** Data provided follows **

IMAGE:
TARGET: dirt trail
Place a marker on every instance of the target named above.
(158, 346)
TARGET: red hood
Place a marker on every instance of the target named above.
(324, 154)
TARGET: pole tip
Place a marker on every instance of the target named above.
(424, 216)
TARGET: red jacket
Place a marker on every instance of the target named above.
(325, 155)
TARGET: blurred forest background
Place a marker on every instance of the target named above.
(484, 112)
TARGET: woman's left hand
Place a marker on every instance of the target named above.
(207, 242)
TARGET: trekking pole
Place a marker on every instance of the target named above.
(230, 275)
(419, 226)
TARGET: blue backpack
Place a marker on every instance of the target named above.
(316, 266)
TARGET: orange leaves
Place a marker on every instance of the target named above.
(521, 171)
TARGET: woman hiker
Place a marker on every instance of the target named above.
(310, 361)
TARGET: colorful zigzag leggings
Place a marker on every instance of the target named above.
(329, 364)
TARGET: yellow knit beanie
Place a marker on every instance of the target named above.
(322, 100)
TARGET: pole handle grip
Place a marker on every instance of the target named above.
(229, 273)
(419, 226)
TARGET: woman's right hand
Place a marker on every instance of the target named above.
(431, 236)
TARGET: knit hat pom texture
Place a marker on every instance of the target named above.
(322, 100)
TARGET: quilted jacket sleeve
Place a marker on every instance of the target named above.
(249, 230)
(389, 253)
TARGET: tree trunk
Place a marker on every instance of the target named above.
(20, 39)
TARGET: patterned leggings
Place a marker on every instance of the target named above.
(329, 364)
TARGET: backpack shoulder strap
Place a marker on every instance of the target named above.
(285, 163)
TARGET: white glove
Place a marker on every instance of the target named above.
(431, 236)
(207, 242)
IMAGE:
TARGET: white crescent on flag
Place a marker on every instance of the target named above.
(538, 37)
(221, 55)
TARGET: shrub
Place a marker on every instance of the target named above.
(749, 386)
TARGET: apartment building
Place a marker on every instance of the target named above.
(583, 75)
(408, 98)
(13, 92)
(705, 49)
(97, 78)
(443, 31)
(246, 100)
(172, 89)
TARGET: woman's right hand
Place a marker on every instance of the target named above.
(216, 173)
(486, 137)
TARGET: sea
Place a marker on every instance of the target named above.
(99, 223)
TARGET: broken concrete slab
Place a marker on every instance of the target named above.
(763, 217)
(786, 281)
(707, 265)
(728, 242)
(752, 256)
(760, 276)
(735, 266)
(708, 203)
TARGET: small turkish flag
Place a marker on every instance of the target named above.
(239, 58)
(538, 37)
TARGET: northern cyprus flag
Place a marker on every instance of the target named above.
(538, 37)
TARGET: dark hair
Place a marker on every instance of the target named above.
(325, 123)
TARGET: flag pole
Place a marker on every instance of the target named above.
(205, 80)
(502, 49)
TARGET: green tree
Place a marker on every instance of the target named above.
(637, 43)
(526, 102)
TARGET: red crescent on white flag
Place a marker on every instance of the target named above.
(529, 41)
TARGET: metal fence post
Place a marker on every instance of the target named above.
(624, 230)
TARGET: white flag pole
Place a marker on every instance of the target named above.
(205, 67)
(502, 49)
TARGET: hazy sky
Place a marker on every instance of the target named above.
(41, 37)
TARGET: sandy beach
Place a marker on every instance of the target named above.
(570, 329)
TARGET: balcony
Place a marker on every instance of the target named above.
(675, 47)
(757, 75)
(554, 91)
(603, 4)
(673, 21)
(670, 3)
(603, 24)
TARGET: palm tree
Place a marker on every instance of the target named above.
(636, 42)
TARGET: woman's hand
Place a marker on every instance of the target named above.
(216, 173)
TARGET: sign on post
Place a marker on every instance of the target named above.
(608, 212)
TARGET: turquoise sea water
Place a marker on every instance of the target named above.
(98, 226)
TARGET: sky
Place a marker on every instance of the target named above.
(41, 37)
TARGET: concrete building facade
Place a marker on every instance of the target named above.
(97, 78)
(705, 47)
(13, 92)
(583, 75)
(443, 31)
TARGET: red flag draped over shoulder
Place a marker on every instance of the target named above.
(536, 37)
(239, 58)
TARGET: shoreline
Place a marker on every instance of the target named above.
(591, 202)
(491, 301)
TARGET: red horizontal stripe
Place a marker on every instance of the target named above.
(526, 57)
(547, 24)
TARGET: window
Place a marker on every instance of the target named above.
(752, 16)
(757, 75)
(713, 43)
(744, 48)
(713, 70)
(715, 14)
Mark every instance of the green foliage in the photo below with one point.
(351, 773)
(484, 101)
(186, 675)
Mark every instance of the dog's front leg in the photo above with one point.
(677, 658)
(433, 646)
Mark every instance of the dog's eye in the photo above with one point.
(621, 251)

** End of Data provided **

→ **What you are asked to do**: Taking the lines above, repeat exactly those from the line that contains "TARGET: trekking pole" through the line that contains "TARGET: woman hiker", and both of those lines as well. Include nothing else.

→ **Task result**:
TARGET: trekking pole
Place a marker on every instance of the target named above.
(230, 275)
(419, 226)
TARGET: blue backpack
Place a marker on every instance of the target named above.
(316, 266)
TARGET: orange leaves
Place a marker on every instance of the target named above.
(521, 171)
TARGET: woman hiker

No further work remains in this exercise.